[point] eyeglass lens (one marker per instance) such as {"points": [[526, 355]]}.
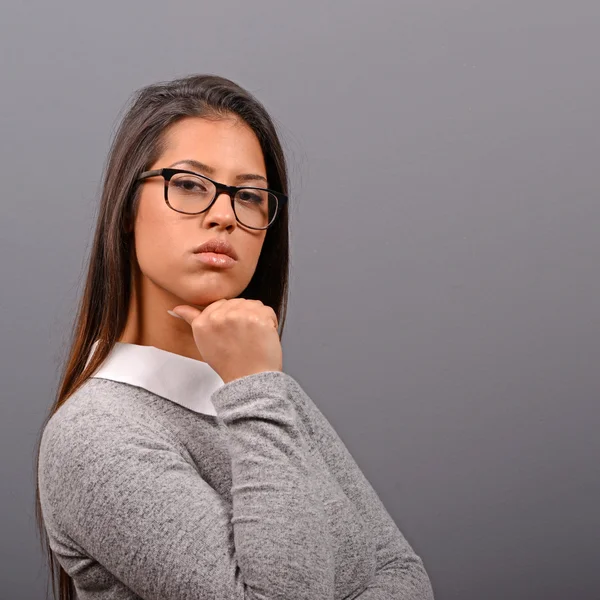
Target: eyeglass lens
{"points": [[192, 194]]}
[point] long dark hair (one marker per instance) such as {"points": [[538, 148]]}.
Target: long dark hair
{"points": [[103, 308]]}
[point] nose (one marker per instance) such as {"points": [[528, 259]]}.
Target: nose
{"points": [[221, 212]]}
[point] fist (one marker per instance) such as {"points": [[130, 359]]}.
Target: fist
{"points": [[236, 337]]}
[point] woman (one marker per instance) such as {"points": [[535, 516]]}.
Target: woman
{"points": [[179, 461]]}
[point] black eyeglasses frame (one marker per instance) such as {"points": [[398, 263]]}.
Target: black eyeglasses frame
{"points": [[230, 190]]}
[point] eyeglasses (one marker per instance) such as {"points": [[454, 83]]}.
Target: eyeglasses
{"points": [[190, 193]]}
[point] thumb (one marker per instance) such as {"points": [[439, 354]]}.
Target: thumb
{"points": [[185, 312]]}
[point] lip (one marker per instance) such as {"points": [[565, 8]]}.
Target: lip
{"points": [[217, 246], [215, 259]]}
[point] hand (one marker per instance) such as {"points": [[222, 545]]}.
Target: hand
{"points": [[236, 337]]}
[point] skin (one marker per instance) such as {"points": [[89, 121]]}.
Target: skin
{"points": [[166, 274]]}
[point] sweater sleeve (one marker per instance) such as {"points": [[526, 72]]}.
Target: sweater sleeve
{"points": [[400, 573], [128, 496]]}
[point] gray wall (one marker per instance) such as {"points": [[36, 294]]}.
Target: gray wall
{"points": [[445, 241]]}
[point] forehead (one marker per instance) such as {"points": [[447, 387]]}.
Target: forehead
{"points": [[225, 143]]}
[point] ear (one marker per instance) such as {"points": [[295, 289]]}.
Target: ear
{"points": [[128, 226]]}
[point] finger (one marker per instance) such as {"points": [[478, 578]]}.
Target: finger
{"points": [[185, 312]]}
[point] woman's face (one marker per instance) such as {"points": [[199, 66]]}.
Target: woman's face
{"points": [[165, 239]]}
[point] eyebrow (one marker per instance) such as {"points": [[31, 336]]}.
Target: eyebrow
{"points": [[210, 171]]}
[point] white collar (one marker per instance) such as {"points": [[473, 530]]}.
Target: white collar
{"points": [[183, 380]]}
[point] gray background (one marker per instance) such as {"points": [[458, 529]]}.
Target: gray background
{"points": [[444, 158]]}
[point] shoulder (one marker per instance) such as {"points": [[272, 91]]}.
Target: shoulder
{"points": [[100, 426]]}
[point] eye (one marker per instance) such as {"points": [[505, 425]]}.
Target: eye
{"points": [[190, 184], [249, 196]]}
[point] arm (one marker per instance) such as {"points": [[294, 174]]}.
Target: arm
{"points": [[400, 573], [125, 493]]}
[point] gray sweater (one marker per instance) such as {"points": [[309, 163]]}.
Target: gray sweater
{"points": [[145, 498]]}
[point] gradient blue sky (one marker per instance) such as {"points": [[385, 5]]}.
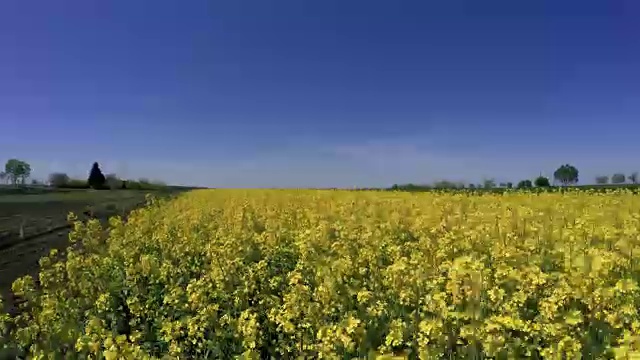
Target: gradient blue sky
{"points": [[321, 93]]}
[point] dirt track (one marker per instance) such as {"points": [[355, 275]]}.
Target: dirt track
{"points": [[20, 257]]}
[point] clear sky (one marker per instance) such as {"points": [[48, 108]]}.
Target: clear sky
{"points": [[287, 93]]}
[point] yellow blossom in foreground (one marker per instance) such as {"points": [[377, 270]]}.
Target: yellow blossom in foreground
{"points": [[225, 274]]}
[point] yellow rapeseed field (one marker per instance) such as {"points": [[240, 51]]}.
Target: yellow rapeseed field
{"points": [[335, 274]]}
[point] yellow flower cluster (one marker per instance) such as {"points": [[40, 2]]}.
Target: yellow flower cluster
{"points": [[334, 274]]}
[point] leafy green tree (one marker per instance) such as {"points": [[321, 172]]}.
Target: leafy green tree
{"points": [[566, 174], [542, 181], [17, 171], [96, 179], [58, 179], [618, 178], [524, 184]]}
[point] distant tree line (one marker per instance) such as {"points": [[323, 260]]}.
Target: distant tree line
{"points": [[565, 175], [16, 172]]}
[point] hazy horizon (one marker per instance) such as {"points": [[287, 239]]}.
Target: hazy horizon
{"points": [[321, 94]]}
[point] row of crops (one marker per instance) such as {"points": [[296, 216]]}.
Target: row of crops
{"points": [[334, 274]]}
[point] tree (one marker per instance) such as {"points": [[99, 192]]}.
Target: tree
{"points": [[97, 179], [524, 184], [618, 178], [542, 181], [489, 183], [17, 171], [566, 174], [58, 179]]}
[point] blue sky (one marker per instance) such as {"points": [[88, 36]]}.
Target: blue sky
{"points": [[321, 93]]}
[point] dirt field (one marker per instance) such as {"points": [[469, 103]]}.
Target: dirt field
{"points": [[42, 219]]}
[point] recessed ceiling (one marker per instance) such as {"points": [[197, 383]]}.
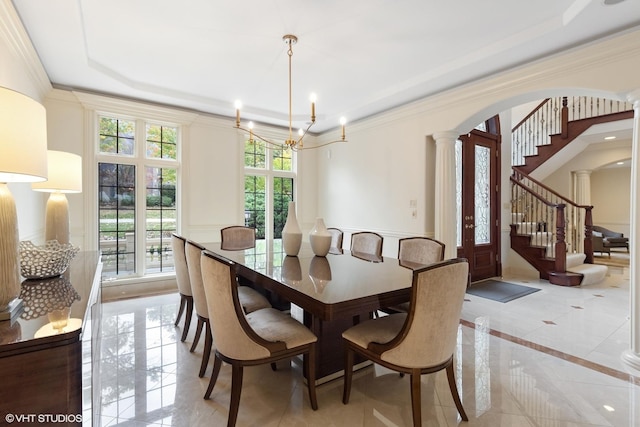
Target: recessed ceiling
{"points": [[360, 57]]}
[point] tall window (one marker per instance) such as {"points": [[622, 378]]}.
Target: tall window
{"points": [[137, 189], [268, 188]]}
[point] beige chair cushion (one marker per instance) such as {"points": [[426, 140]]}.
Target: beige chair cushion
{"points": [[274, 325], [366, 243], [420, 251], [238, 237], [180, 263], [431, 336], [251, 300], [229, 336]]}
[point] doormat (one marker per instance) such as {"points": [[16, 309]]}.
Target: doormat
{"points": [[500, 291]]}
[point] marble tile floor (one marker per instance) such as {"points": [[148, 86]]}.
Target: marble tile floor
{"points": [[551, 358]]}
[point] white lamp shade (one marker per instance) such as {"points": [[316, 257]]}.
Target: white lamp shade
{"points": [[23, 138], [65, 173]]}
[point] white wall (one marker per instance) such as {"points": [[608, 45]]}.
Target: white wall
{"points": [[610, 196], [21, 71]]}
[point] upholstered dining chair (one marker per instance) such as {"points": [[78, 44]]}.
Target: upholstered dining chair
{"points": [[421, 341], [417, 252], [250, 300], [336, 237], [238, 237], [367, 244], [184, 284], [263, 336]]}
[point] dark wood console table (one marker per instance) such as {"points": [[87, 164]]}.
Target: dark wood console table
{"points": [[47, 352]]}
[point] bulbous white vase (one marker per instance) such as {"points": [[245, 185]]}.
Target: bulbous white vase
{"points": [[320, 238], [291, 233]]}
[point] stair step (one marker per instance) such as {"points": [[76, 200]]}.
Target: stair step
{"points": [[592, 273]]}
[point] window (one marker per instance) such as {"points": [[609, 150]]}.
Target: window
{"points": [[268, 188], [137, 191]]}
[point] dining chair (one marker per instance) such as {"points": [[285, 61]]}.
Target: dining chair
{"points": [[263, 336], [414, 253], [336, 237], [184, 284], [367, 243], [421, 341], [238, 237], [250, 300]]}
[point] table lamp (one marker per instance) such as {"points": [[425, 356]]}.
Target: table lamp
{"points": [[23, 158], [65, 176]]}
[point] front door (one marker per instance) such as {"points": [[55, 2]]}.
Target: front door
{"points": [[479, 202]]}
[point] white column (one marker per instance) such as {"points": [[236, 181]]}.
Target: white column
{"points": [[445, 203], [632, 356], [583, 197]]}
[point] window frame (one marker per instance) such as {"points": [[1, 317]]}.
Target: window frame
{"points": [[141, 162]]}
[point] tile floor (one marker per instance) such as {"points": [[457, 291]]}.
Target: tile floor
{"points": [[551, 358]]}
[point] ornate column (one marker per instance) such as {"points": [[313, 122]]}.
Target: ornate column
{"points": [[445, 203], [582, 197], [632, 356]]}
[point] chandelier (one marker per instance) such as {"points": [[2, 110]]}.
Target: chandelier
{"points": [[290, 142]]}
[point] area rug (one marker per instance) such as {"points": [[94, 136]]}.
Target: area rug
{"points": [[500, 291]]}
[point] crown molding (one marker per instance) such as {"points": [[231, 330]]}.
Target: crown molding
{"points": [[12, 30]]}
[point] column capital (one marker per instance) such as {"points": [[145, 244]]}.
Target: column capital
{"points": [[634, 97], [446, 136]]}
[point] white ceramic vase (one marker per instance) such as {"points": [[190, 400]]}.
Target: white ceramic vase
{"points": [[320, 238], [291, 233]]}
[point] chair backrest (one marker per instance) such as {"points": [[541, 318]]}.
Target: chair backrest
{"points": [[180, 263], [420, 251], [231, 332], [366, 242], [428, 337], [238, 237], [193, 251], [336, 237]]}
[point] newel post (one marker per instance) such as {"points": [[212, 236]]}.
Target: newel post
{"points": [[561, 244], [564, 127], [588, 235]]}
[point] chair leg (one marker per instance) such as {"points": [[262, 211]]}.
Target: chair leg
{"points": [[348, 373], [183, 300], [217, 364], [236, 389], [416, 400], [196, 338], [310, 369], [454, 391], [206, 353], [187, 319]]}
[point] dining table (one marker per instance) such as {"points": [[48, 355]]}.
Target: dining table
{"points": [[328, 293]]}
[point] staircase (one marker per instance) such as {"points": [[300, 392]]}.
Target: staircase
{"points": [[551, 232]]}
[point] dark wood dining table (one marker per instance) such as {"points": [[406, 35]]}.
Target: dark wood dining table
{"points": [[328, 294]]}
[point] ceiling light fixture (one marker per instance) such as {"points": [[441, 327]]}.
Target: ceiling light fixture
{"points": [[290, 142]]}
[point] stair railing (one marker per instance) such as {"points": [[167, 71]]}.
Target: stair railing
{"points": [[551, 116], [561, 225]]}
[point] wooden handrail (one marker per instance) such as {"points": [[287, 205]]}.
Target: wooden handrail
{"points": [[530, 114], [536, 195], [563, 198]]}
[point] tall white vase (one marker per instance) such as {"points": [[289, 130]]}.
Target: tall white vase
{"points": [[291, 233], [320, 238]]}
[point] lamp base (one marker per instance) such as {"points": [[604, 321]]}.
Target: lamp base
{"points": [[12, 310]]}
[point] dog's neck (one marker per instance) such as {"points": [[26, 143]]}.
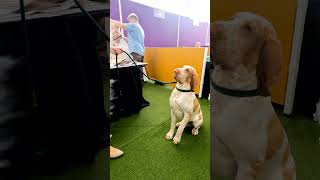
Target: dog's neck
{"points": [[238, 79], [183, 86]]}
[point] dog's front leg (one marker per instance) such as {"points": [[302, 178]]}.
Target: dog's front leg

- - -

EXERCISE AIM: Retype only the lines from the one with "[point] column capital" through the final line of the entries, please, and keep the pictures out.

WORKED ANSWER:
[point] column capital (one marker per instance) such as {"points": [[145, 244]]}.
Target: column capital
{"points": [[634, 97], [446, 136]]}
[point] white ceramic vase (one marker per instance) such as {"points": [[190, 400]]}.
Target: white ceramic vase
{"points": [[320, 238], [291, 233]]}
[point] chair backrest (one marker per instance) such as {"points": [[541, 318]]}.
Target: chair backrest
{"points": [[180, 263], [420, 251], [231, 332], [366, 242], [428, 337], [238, 237], [193, 251], [336, 237]]}
[point] newel post (one marker per instance) such as {"points": [[212, 236]]}.
Target: newel post
{"points": [[561, 244], [564, 127], [588, 235]]}
[point] chair leg (one marker per instance) such as {"points": [[262, 211]]}.
Target: chair leg
{"points": [[348, 373], [183, 300], [217, 364], [236, 389], [416, 400], [196, 338], [310, 369], [454, 391], [206, 353], [187, 319]]}
[point] dining table (one marker per instance) such as {"points": [[48, 355]]}.
Target: dining table
{"points": [[328, 293]]}
[point] staircase (one marker per instance) such as {"points": [[300, 392]]}.
Target: staircase
{"points": [[551, 232]]}
[point] dark wood dining table (one marker per instance) such as {"points": [[406, 35]]}.
Target: dark wood dining table
{"points": [[328, 294]]}
[point] ceiling light fixture (one marker per instance) such as {"points": [[441, 327]]}.
Target: ceiling light fixture
{"points": [[290, 142]]}
[point] stair railing (one marker per instance) such as {"points": [[167, 71]]}.
Target: stair railing
{"points": [[551, 116], [561, 225]]}
[point] wooden handrail (one marker per instance) such as {"points": [[287, 205]]}.
Target: wooden handrail
{"points": [[530, 114], [536, 195], [563, 198]]}
[point] tall white vase (one marker per instance) such as {"points": [[289, 130]]}.
Target: tall white vase
{"points": [[291, 233], [320, 238]]}
[point] lamp base (one marker per instance) such as {"points": [[604, 321]]}.
Target: lamp base
{"points": [[12, 310]]}
[point] dog's neck (one marker per instance) such as {"points": [[26, 143]]}.
Target: dog's neck
{"points": [[238, 79], [183, 86]]}
[point] dog's front leg (one marker per instance) such as {"points": [[302, 178]]}.
Target: dog's front leg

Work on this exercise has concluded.